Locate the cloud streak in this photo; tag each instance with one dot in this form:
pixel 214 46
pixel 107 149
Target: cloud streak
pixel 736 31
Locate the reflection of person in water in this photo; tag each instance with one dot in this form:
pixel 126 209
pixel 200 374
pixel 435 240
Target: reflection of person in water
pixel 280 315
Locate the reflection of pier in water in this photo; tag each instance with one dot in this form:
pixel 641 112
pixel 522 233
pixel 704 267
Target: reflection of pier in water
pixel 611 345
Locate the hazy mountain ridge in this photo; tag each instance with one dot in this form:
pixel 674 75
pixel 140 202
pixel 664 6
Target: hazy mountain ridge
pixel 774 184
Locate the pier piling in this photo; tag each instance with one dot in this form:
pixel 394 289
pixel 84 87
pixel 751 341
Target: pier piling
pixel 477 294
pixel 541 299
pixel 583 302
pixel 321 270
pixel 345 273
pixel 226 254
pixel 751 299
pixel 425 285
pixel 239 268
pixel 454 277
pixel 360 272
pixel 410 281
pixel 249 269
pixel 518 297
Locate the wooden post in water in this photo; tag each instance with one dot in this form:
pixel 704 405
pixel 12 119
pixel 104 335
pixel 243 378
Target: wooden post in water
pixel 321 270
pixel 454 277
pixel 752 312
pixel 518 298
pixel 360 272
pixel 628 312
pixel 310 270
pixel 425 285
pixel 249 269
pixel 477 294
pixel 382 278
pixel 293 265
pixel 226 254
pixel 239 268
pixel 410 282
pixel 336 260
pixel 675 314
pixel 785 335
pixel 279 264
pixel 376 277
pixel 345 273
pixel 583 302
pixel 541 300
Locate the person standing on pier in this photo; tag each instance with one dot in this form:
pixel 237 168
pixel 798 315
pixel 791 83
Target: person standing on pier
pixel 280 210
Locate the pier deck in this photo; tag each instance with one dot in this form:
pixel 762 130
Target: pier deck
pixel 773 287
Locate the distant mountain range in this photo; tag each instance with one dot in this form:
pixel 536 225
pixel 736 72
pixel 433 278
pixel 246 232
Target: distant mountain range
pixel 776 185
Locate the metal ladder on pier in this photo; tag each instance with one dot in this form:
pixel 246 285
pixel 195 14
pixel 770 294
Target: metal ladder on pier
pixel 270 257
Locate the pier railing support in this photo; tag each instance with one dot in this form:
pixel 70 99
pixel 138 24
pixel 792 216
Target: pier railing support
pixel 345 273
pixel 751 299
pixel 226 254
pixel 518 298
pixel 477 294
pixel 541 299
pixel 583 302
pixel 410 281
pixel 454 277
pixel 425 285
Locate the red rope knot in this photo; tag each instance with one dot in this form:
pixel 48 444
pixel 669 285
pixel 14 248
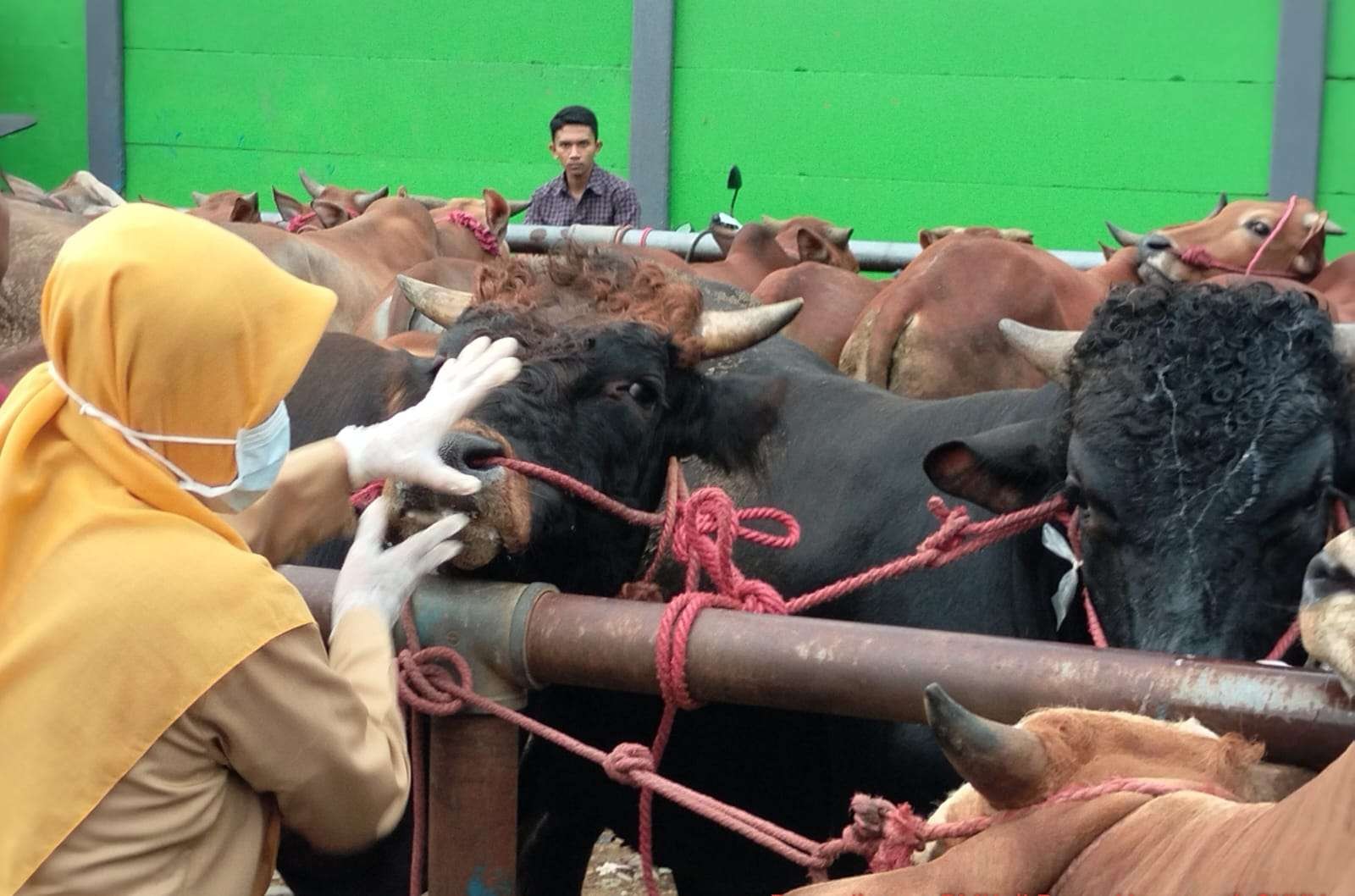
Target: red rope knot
pixel 361 499
pixel 625 760
pixel 484 236
pixel 948 537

········

» WHAT NEEDS TO BE DONE:
Copy everything from the start of the records down to and including the line that contains "pixel 518 297". Keep each line unchanged.

» WRITTEN RESPONSE:
Locate the cloud streak in this photo; tag each instance with one dot in this form:
pixel 214 46
pixel 107 149
Target: cloud streak
pixel 736 31
Locate the reflection of person in water in this photo; tag each instance with one dot in this form:
pixel 126 209
pixel 200 374
pixel 435 240
Target: reflection of person in water
pixel 280 315
Locate the reflection of pier in water in this photo; tag each instance with one dot in this form:
pixel 641 112
pixel 522 233
pixel 704 267
Target: reflection of pier in water
pixel 611 345
Locate the hazy mountain ridge in this photo; tag each instance with one dot in this form:
pixel 674 75
pixel 140 202
pixel 664 6
Target: hazy mountain ridge
pixel 774 184
Locate the pier piling in this photo; tag each instance with one dot in this form:
pixel 394 289
pixel 84 87
pixel 751 341
Target: pier piling
pixel 477 294
pixel 541 299
pixel 583 302
pixel 321 270
pixel 345 273
pixel 226 254
pixel 751 299
pixel 425 285
pixel 239 268
pixel 454 277
pixel 360 272
pixel 410 281
pixel 249 269
pixel 518 297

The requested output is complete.